+++ Supplied entries +++

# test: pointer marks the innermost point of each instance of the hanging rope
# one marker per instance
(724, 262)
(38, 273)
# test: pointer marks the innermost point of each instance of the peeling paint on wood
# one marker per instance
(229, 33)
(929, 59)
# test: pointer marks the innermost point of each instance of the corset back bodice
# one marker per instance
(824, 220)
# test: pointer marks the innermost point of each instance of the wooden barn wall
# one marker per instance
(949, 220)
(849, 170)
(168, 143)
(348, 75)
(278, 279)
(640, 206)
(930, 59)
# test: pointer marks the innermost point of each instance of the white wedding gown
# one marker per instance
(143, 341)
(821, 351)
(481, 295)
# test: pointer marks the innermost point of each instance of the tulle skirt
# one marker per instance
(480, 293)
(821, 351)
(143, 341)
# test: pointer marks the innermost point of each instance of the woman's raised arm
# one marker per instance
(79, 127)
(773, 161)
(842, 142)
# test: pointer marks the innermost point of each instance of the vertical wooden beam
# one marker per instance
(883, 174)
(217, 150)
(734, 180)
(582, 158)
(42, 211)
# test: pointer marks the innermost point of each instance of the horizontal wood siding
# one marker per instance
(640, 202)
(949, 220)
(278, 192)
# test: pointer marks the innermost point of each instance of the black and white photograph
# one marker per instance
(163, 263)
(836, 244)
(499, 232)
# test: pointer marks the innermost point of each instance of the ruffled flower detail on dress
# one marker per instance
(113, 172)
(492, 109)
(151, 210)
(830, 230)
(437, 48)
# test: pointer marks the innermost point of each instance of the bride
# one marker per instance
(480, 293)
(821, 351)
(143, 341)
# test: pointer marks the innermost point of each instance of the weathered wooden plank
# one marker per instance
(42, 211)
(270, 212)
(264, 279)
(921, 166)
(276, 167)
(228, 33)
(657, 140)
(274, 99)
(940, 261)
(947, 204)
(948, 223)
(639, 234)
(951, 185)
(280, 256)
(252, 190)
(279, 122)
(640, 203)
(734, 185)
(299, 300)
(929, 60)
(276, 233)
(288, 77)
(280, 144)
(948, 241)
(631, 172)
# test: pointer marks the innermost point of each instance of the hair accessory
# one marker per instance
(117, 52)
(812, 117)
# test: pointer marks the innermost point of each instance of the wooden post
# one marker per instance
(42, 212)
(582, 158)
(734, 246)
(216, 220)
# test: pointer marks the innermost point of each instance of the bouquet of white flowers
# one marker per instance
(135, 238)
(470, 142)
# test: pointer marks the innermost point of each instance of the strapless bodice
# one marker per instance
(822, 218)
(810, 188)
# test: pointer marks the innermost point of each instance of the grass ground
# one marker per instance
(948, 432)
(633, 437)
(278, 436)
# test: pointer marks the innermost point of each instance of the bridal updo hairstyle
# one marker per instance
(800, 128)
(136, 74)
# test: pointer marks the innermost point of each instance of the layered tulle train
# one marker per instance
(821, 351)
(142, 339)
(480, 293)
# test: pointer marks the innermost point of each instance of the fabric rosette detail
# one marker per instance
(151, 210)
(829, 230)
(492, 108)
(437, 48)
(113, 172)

+++

**Work to complete**
Write out, word for word, every line from the one containing "of the bride" through the last line of the records above.

**Result for this task**
# test: pointer marks the innermost point of each instance of the bride
# one marker per instance
(480, 293)
(821, 351)
(143, 341)
# test: pointer marks the innermost point of each instance of the weathered wooden plank
# one marker per instance
(42, 211)
(270, 212)
(264, 279)
(921, 166)
(276, 167)
(228, 33)
(657, 140)
(274, 99)
(940, 261)
(947, 204)
(948, 223)
(639, 234)
(951, 185)
(280, 256)
(252, 190)
(279, 122)
(640, 203)
(734, 185)
(299, 300)
(929, 60)
(276, 233)
(288, 77)
(280, 144)
(948, 241)
(631, 172)
# test: pointer marks the innermost point of each instance of the hair accessory
# one marker per instance
(117, 52)
(812, 117)
# test: pointer marks the innermost point of each instance of the wooden post
# one marker per instance
(42, 212)
(582, 158)
(734, 246)
(216, 220)
# test: pointer marks the innermost point of each instance of the bouquet of white flowers
# one marker per instance
(135, 238)
(470, 142)
# test: pointer marks the innermost point of each instance of the strapless bodice
# one marker per instance
(822, 218)
(810, 188)
# test: pointer marks the innermost point of each instance of the grass ground
# one marker per instance
(948, 432)
(633, 437)
(278, 436)
# test: pointer marks the innermost point of each instance of the bridal updo hairstyle
# one marker per instance
(800, 128)
(136, 74)
# test: pointer marks the innermost point of each instance of the layered tulle train
# one marker per instance
(821, 351)
(142, 339)
(480, 293)
# test: pointer marks the innermost point of each instance of the fabric rosette detail
# one marker per instance
(151, 210)
(829, 230)
(492, 108)
(437, 48)
(113, 172)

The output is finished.